Task: For the word "MUST", find each line in the entries where it occurs and copy that line.

[Records contained in a dataset]
--------------------

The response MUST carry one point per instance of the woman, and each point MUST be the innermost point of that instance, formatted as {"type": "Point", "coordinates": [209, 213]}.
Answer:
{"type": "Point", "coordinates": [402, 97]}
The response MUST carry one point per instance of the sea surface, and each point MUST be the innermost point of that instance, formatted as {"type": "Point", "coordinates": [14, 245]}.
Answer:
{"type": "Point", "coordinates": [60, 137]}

--------------------

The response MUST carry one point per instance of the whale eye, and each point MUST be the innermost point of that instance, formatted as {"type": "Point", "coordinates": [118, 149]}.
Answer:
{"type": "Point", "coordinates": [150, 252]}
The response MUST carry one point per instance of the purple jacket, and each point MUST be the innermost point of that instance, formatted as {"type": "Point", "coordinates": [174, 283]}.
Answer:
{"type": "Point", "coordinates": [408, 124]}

--------------------

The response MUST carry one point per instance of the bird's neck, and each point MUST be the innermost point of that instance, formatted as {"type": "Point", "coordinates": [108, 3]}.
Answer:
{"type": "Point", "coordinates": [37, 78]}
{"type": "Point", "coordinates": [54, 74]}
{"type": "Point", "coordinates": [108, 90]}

--------------------

Exercise answer:
The response MUST carry one point per instance of the woman, and each point MUST be the innermost point of that instance, formatted as {"type": "Point", "coordinates": [209, 213]}.
The response MUST carry one point per instance of the sea surface, and each point MUST be the innermost point of that instance, formatted as {"type": "Point", "coordinates": [14, 245]}.
The response MUST carry one point per instance of the whale eye, and each point MUST be the innermost point of that instance, formatted as {"type": "Point", "coordinates": [118, 149]}.
The response MUST carry one point per instance of the purple jacket, and each point MUST be the innermost point of that instance, formatted as {"type": "Point", "coordinates": [174, 283]}.
The response MUST carry one point per instance of the bird's neck, and each point MUST be the innermost point of that instance, formatted as {"type": "Point", "coordinates": [108, 3]}.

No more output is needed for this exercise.